Copy the lines below verbatim, but only from the line containing "Note to the class: indicate the man's nose" through the end of the data.

Location annotation dataset excerpts:
——————————

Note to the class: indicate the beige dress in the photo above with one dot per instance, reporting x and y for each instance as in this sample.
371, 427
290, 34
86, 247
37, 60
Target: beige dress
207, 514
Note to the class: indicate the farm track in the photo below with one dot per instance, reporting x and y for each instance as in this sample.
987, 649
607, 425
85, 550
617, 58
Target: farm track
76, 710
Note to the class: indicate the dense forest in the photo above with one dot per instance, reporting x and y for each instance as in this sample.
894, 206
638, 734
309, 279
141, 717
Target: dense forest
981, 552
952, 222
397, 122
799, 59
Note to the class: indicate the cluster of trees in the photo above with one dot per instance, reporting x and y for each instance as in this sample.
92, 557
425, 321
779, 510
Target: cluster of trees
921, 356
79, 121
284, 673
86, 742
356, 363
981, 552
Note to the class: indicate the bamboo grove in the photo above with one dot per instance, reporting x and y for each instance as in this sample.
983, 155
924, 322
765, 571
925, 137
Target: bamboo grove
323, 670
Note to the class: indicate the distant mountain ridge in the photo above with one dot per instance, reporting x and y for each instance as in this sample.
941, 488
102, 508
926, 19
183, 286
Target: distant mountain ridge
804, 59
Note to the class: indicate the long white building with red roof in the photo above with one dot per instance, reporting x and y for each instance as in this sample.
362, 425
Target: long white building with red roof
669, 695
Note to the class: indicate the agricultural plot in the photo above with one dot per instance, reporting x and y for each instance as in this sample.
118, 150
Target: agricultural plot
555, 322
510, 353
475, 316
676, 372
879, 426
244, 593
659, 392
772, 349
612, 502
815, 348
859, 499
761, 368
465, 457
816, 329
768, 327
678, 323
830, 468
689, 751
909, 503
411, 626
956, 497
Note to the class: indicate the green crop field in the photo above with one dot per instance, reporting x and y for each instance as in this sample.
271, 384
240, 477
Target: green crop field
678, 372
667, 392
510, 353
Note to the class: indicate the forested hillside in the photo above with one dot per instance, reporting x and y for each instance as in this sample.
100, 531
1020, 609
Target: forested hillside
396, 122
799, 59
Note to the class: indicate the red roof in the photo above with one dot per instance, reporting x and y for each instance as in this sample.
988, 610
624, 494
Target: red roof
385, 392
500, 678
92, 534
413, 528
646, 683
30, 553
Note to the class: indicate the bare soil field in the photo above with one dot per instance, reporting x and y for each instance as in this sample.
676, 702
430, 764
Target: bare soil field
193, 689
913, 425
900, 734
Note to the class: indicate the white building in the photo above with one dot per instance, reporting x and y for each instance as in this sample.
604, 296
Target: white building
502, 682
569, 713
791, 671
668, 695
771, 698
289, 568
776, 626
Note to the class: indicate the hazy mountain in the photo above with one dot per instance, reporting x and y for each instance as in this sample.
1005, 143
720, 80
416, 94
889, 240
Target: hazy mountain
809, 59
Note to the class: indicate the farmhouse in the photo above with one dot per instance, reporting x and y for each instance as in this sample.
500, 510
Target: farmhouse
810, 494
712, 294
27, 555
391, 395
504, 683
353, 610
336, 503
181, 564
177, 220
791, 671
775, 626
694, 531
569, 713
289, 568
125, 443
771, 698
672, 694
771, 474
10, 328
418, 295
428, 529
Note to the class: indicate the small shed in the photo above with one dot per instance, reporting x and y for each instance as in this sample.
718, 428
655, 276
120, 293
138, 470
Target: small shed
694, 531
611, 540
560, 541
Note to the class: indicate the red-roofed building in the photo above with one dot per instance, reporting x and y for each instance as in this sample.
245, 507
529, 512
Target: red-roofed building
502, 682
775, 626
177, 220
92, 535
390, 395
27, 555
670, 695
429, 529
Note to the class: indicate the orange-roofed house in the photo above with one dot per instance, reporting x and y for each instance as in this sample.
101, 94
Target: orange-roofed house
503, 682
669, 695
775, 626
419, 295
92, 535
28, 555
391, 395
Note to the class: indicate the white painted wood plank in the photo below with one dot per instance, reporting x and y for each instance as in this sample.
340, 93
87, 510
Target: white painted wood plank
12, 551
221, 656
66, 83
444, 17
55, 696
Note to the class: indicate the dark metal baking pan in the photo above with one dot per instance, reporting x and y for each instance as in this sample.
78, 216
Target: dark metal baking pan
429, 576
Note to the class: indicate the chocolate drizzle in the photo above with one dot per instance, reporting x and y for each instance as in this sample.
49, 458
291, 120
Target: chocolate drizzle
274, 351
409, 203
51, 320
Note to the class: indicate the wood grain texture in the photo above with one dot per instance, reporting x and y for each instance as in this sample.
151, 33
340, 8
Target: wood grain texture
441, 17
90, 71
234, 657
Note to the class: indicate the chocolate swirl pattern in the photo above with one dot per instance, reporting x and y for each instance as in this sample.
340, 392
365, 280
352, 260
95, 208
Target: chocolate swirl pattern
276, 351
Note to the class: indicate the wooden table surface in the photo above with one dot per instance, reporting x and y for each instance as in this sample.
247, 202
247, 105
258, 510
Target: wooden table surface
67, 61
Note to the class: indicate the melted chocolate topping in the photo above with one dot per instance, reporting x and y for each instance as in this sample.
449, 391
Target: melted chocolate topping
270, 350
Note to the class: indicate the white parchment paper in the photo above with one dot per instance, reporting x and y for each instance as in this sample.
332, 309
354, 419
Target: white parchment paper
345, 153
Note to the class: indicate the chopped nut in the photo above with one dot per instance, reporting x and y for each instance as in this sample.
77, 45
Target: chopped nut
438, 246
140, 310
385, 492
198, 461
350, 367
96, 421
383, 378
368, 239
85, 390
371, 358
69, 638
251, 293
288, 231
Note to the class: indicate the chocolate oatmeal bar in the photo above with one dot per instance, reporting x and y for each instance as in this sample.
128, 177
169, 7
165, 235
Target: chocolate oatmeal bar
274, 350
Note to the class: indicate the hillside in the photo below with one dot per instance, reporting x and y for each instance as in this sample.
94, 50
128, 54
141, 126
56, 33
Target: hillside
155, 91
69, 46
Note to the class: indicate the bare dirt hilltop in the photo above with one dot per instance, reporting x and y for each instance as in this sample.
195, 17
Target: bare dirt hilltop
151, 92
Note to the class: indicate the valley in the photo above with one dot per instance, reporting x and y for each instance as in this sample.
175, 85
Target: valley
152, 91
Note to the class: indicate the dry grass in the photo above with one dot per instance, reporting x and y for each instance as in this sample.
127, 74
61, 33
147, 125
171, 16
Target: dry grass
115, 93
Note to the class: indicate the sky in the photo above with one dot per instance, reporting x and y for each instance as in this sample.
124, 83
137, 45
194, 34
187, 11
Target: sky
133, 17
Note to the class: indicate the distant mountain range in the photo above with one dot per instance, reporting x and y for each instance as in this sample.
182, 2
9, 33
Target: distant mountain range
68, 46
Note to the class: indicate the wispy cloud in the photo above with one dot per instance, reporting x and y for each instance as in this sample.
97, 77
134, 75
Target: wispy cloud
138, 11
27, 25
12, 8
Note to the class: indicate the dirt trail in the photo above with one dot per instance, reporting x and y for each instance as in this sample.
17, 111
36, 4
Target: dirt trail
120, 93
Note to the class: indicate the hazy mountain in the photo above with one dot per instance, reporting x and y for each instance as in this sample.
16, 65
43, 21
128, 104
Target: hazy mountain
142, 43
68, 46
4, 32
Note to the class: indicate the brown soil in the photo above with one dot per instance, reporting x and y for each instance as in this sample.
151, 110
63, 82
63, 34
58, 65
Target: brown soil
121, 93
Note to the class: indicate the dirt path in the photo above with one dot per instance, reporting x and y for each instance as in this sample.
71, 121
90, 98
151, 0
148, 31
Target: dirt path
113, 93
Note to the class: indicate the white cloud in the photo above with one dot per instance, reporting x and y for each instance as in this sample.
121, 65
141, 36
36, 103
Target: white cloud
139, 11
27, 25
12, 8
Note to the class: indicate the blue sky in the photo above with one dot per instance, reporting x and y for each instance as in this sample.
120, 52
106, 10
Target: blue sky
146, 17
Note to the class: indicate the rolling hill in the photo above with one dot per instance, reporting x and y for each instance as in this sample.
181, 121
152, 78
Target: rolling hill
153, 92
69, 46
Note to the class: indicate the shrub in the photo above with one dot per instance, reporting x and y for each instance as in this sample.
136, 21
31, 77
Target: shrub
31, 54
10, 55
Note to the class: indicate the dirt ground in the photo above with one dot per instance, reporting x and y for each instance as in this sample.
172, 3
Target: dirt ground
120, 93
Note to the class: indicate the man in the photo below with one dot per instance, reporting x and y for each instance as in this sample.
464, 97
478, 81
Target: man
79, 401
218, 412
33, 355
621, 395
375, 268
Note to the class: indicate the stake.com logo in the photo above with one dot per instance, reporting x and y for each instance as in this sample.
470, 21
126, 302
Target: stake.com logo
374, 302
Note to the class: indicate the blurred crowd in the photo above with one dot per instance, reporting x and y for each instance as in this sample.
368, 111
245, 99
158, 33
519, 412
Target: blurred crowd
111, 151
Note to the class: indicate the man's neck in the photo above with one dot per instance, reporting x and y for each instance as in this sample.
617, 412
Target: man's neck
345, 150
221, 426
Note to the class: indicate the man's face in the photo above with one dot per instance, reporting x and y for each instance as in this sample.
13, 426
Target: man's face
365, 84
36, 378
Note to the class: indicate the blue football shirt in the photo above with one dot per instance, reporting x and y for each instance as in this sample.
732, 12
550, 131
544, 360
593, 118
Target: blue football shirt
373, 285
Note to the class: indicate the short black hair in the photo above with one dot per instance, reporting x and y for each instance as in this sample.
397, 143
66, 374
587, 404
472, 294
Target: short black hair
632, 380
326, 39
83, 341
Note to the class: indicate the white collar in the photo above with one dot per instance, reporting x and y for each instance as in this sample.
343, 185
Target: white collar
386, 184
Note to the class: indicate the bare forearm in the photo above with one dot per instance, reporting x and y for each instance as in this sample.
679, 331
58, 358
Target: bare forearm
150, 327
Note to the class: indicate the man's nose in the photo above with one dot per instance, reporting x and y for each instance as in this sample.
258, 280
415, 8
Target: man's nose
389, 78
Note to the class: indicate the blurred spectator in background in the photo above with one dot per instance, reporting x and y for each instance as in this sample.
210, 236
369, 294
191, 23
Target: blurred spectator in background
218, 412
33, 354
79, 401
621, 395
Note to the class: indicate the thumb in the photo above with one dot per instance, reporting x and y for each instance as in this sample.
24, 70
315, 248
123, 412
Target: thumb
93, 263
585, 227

——————————

### TASK ANSWER
Note to the class: indicate the man's nose in the photo above with one dot per instance, reporting x and y for each instance as in this sample.
258, 280
415, 8
Target: man's nose
389, 78
Note to the class: indicate the blurred spectator in background in the photo above with one dot per instance, reporting x and y for each instance as in this sample.
210, 236
369, 294
191, 23
Target: blurred spectator in background
218, 412
33, 354
79, 401
621, 395
Note to the class: indicate the thumb in the photo above with one dot per instance, reporting x and y for each instance as in this sample.
24, 70
315, 248
123, 412
Target: thumb
93, 263
585, 227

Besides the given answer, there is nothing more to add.